→ **Document section**
Being discharged from the hospital without my newborn baby was one of the saddest days of my life. Unaware to me, it would actually be the last night, for a while, that I would get a decent night’s sleep. After an evening of much needed rest in my own bed, I welcomed the warmth from the shower.
The familiar scents of lavender shampoo and green tea bath gel reminded me how nice it was to be home. The water gently pulsated on my healing body as I placed a wet washcloth over my face and breathed in steam. I gently held it over my swollen eyes as I silently prayed that today would be the day that our baby would come home. After taking a long and relaxed shower, I wrapped myself in a fluffy towel and carefully picked out my clothes. I wanted to wear just the right thing. I still hoped that today would be our lucky day.
My husband and I drove to the hospital, prepared for the possibility of not being able to take our son home. When we spoke to the pediatrician, my heart was beating rapidly and I felt nauseous. I was emotionally drained from his three days in ICU. After only a few agonizing minutes, our prayers were answered and she happily asked me if I would like to take my baby home. I think I hugged her.

→ **Supplied entries**
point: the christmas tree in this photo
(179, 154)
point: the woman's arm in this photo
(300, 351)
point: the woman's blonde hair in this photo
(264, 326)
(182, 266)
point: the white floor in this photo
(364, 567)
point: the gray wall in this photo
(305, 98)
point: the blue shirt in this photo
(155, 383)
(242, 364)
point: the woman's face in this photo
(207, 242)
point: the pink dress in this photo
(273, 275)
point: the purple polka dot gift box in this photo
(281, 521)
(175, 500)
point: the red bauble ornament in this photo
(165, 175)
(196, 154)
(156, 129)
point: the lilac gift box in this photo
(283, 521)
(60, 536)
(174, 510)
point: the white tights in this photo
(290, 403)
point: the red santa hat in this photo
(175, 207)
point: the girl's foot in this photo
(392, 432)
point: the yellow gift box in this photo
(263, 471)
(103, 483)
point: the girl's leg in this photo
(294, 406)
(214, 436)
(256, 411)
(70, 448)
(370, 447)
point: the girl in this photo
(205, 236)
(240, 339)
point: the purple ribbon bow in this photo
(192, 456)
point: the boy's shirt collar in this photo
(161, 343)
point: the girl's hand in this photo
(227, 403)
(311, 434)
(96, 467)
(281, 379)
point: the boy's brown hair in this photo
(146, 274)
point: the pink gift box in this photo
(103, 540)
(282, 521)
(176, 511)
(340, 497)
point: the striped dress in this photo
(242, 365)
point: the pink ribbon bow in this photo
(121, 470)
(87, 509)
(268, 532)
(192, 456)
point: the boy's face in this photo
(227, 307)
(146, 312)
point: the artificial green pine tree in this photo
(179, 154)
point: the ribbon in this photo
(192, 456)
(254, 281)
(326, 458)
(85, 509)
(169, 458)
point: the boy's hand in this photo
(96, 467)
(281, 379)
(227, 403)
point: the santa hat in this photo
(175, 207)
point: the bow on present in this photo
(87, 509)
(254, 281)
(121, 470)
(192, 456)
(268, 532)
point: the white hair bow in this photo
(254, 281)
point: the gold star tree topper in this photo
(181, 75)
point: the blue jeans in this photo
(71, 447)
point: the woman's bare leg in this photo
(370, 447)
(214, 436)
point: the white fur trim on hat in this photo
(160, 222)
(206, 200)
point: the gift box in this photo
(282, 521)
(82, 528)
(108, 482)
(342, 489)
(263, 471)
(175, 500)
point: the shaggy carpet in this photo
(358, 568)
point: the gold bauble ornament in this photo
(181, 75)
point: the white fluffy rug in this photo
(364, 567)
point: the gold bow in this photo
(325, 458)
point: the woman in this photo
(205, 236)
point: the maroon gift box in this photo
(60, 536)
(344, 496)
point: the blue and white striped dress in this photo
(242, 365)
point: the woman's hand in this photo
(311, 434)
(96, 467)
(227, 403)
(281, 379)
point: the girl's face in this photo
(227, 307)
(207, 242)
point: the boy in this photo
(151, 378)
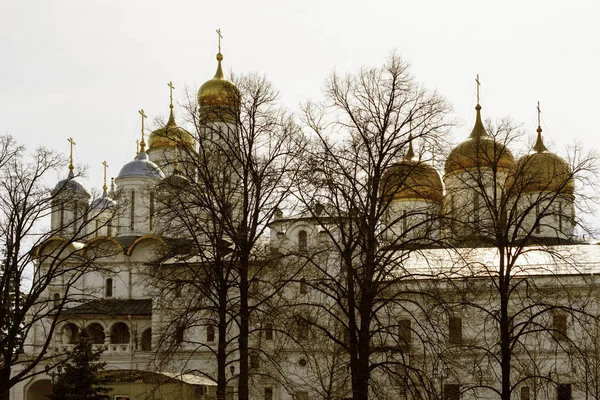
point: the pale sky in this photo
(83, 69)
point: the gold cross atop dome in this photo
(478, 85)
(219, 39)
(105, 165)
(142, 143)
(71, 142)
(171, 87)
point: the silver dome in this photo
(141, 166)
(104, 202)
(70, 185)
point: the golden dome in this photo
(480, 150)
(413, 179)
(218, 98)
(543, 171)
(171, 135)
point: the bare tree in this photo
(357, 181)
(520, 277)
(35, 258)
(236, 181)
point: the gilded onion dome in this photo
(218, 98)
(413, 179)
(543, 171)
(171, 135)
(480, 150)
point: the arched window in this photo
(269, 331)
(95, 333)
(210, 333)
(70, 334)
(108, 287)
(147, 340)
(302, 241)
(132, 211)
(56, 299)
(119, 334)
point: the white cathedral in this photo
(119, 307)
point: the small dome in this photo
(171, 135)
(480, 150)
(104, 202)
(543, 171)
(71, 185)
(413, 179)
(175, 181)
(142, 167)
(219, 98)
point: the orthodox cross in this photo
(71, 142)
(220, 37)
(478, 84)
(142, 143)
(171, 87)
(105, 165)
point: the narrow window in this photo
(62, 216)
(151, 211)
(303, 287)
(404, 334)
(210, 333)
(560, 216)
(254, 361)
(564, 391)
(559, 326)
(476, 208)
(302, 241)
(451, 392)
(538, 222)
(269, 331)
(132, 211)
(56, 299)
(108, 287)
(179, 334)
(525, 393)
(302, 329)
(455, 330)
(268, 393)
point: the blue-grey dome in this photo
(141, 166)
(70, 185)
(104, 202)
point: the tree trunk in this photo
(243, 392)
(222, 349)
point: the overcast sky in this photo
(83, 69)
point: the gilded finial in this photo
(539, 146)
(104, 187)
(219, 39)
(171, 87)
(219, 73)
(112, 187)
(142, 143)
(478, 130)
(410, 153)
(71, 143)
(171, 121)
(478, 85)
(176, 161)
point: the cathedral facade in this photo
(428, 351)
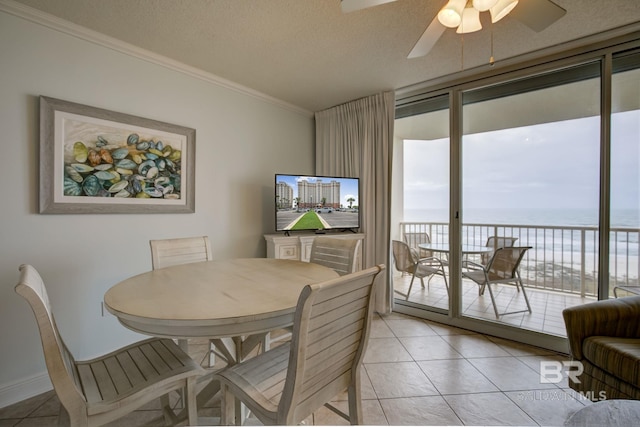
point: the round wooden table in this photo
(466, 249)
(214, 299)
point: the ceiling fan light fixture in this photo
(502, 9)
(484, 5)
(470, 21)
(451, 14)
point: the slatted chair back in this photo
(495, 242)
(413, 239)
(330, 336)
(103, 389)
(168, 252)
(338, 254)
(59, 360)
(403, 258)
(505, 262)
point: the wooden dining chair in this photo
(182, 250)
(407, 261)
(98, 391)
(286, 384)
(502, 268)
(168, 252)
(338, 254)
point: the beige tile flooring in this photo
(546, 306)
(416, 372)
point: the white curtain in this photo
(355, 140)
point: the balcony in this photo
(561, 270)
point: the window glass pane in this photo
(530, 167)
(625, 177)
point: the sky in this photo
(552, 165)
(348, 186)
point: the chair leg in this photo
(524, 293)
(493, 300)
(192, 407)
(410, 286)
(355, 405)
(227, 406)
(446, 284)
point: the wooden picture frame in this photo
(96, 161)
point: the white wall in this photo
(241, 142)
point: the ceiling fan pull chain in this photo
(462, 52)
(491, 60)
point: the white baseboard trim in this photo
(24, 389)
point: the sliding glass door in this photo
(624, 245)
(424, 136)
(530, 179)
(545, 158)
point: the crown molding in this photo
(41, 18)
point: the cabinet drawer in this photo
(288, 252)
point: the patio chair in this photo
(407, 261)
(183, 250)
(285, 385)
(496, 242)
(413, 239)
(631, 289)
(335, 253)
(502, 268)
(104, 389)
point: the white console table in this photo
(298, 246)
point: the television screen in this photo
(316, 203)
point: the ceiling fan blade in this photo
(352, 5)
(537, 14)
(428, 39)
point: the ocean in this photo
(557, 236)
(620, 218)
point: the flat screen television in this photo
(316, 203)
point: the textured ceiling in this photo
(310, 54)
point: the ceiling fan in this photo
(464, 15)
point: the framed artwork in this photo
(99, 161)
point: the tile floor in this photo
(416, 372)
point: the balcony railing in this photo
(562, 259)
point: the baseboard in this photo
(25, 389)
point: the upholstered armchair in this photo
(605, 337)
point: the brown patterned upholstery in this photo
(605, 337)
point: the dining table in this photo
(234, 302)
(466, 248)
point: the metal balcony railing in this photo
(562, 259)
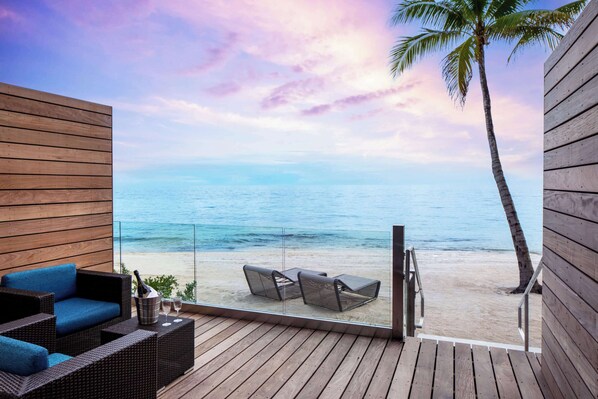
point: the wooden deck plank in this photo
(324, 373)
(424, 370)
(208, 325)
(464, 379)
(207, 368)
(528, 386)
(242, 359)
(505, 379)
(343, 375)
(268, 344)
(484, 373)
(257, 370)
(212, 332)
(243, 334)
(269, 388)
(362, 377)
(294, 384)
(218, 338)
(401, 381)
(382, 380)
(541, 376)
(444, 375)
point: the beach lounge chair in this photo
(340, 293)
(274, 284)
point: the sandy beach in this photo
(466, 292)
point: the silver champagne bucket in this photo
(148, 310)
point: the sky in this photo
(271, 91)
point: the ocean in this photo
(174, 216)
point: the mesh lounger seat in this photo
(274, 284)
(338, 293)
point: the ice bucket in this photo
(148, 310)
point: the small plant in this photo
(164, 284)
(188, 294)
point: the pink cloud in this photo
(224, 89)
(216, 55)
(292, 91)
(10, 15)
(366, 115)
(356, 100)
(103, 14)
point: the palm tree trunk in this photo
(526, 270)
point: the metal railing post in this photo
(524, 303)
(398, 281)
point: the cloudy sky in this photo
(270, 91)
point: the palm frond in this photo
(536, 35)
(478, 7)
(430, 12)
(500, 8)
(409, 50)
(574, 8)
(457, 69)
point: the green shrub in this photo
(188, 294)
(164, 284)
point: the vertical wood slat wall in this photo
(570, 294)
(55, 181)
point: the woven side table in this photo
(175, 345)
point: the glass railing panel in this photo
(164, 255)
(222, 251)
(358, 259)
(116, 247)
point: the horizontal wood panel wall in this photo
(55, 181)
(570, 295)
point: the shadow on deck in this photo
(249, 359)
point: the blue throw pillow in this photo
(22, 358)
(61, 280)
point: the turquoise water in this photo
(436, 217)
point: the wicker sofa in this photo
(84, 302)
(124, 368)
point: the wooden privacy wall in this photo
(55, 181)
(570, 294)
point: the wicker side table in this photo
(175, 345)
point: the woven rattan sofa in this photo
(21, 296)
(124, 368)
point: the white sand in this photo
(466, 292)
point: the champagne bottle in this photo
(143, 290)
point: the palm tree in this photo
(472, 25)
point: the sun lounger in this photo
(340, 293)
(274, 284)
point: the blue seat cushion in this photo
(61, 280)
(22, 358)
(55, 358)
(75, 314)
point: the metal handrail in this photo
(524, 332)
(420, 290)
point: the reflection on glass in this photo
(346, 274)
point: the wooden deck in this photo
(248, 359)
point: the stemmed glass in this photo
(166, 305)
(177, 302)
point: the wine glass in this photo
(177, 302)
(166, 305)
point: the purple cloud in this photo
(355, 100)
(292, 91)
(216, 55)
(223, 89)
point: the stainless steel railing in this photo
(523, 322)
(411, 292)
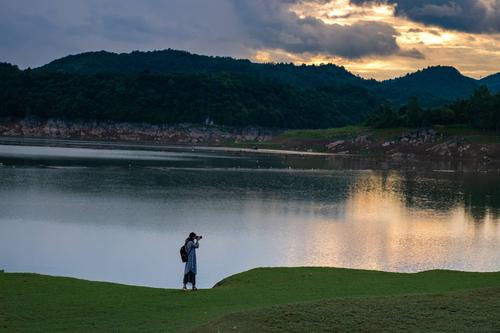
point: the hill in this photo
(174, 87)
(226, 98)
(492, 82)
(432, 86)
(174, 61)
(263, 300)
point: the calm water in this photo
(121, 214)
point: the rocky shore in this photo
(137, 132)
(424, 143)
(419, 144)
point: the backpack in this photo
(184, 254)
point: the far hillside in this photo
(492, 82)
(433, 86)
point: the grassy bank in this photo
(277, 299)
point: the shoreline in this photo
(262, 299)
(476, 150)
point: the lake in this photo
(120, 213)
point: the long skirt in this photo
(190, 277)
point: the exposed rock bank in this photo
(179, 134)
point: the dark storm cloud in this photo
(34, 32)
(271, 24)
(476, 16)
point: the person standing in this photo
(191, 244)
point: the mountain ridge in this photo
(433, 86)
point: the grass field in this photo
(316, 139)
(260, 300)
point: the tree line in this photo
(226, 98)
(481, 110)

→ **Required work**
Carry on the account of bringing a newborn son home from the hospital, picking up right after its final sentence.

→ **Result**
We have a picture at the hospital to document the special day. My husband stands proud over his family. Our almost nine pound baby is nearly lost in the newborn clothes and swaddled blanket. My eyes are tired and swollen but my smile is from ear to ear. His homecoming was as much of a blessing as his birth.
The entire rest of the day we did nothing but watch his little sleeping face and marvel at our son. It was the beginning of learning what a baby needs. But we were ready? Even if we weren’t, what choice did we have? We would figure it out together. Our adventure in parenting was about to begin. He was home and that was a start.
My heart aches for the parents that have babies born with serious medical issues. I do not take for granted how lucky we are to have healthy children. I am thankful everyday for my precious family.